[start DATA PROVIDED]
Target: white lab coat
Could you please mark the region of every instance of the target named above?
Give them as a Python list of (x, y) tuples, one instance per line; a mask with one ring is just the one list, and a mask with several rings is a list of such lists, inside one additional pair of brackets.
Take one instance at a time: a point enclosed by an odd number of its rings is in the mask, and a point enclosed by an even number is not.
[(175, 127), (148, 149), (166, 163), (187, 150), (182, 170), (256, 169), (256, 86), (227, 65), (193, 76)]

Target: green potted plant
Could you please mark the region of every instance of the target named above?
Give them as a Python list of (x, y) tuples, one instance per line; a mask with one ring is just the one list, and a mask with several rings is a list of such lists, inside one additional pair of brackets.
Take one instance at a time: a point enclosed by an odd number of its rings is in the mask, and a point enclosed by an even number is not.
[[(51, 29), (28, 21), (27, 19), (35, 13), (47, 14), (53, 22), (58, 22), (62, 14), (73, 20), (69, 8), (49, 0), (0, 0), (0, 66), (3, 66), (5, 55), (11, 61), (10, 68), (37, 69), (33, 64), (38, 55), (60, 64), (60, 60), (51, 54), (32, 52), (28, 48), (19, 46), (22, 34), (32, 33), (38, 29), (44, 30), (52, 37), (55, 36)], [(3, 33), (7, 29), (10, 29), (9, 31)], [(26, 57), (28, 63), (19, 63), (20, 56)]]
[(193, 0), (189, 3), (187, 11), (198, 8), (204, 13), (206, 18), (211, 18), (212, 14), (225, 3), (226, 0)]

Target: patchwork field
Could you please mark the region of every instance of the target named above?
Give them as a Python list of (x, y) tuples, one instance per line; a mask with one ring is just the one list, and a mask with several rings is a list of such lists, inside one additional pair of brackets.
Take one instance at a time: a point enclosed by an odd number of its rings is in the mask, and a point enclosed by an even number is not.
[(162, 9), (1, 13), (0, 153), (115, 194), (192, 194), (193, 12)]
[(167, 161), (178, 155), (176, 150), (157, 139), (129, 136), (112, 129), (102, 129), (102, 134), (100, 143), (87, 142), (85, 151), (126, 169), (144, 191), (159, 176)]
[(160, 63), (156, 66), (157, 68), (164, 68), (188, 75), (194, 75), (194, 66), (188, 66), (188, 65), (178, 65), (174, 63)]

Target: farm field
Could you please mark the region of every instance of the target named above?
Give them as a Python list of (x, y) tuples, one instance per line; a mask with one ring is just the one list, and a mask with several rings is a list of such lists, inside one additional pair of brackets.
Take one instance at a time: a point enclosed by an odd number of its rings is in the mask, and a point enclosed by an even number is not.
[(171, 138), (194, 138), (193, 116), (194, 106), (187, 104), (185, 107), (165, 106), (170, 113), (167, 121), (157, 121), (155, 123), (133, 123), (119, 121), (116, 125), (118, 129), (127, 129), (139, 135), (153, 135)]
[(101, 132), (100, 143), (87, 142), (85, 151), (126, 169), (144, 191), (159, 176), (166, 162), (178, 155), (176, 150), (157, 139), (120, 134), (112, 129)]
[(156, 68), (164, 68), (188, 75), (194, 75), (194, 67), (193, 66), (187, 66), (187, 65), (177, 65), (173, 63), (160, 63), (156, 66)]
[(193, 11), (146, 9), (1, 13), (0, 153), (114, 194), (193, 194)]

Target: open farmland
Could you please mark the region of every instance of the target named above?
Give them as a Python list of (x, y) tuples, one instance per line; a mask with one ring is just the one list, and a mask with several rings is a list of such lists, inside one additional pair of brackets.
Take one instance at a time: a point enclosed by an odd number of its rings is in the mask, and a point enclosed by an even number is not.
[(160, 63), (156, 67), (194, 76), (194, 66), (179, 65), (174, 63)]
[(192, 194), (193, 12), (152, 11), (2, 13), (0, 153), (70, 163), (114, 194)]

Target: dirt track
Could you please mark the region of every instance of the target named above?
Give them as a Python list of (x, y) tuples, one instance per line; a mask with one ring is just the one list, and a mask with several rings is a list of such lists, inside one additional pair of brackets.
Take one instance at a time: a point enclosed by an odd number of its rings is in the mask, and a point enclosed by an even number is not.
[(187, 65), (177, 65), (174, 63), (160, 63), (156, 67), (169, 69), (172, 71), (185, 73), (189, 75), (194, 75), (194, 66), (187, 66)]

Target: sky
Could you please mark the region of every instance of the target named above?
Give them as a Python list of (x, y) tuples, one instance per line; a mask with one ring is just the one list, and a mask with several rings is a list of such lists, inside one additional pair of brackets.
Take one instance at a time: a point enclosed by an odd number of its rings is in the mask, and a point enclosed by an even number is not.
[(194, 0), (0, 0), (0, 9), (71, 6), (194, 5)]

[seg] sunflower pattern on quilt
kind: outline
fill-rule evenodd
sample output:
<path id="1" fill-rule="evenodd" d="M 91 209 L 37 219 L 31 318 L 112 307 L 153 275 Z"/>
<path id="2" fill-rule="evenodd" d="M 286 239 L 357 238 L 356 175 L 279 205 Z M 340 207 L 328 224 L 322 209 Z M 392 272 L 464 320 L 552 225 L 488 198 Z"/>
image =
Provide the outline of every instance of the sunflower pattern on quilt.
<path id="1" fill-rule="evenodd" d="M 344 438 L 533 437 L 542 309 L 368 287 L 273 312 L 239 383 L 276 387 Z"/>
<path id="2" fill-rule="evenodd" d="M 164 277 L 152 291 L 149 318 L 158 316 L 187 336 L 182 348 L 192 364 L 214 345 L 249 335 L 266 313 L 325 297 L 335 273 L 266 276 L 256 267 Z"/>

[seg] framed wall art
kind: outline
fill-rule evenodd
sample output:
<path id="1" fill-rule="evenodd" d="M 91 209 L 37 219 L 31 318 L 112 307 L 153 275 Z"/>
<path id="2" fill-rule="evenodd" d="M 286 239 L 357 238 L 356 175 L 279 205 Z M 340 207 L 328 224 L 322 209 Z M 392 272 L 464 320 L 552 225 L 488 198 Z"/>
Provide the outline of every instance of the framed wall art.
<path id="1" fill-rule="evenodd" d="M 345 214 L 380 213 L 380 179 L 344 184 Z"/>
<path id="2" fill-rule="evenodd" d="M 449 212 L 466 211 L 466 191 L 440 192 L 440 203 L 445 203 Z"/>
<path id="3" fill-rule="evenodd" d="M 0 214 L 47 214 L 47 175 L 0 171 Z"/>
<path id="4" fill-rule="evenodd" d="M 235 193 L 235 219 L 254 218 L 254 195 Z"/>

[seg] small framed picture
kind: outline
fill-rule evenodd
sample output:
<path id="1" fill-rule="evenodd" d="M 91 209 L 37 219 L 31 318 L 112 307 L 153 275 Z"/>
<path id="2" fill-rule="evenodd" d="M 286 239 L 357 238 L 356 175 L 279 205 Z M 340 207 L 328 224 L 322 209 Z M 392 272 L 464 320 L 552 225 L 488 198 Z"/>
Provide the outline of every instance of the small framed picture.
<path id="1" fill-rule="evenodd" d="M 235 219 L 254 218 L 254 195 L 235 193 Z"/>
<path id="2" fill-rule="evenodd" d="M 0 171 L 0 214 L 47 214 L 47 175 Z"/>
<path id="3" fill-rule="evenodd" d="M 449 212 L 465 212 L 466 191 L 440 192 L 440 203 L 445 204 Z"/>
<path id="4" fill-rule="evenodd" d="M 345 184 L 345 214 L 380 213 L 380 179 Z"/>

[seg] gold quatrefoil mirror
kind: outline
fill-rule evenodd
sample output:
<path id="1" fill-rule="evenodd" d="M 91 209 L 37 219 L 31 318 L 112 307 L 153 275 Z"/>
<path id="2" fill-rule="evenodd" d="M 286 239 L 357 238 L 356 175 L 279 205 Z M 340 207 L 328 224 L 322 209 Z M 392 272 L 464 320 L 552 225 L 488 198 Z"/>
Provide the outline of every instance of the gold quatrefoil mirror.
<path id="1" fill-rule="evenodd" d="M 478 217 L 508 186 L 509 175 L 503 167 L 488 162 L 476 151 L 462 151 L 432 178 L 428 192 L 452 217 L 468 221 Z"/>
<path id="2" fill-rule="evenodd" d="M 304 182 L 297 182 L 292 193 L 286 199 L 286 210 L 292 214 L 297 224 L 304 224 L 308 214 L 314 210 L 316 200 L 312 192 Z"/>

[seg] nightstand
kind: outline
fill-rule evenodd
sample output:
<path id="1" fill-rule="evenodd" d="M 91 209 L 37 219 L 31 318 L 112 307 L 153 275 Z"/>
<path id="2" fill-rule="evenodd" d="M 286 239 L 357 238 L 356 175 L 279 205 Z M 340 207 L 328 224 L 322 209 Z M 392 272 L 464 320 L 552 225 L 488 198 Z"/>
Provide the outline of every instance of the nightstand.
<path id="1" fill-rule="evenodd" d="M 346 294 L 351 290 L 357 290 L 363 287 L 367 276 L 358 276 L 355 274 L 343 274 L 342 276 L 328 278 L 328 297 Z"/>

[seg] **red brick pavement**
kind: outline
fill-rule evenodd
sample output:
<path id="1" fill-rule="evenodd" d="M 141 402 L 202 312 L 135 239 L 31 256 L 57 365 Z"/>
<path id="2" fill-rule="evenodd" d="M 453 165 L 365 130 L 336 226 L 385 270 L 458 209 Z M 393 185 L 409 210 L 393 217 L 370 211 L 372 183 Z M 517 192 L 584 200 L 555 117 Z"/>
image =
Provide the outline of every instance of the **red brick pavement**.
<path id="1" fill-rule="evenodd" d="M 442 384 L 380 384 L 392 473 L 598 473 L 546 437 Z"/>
[end DATA PROVIDED]
[start DATA PROVIDED]
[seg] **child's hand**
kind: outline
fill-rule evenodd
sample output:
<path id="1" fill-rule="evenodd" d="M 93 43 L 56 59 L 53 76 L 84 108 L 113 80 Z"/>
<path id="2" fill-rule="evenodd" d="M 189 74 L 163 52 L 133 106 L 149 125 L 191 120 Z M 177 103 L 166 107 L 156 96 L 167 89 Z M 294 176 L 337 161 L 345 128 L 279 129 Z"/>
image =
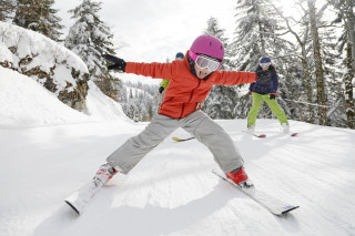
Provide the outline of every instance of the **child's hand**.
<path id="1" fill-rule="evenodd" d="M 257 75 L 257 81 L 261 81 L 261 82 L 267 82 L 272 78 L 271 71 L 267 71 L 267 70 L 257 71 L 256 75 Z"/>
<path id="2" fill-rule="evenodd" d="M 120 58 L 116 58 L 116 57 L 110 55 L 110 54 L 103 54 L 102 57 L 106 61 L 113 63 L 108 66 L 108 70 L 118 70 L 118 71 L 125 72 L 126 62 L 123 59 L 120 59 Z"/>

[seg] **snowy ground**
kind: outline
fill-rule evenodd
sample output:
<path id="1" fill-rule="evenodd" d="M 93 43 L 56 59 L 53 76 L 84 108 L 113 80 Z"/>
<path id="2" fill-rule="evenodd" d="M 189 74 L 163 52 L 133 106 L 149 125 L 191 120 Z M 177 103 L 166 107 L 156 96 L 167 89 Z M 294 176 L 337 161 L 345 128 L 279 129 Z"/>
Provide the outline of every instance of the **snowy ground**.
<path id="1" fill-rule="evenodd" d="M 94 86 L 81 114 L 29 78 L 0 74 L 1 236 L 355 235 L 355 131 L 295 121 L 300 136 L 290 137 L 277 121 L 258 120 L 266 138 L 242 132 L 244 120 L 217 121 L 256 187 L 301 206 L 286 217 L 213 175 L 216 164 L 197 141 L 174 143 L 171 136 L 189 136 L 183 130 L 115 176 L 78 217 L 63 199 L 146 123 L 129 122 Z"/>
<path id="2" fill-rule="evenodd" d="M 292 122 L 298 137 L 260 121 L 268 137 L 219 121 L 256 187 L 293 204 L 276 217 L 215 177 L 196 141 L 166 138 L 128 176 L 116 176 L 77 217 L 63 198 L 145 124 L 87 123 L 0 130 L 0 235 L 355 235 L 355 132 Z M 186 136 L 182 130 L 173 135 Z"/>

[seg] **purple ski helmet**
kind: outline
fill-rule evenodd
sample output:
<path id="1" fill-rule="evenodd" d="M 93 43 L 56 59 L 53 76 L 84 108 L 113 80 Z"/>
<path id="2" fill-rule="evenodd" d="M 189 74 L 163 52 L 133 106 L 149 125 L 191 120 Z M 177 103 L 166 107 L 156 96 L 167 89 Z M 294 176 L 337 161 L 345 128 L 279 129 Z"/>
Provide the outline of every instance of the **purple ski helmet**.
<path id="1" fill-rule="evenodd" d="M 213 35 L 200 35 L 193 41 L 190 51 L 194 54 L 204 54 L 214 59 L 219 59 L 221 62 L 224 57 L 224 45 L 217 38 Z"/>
[end DATA PROVIDED]
*WORK INSTRUCTIONS*. Extract each line of the items above that contains the string "brick".

*FINISHED EXERCISE*.
[seg] **red brick pavement**
Provide the outline of every instance of the **red brick pavement**.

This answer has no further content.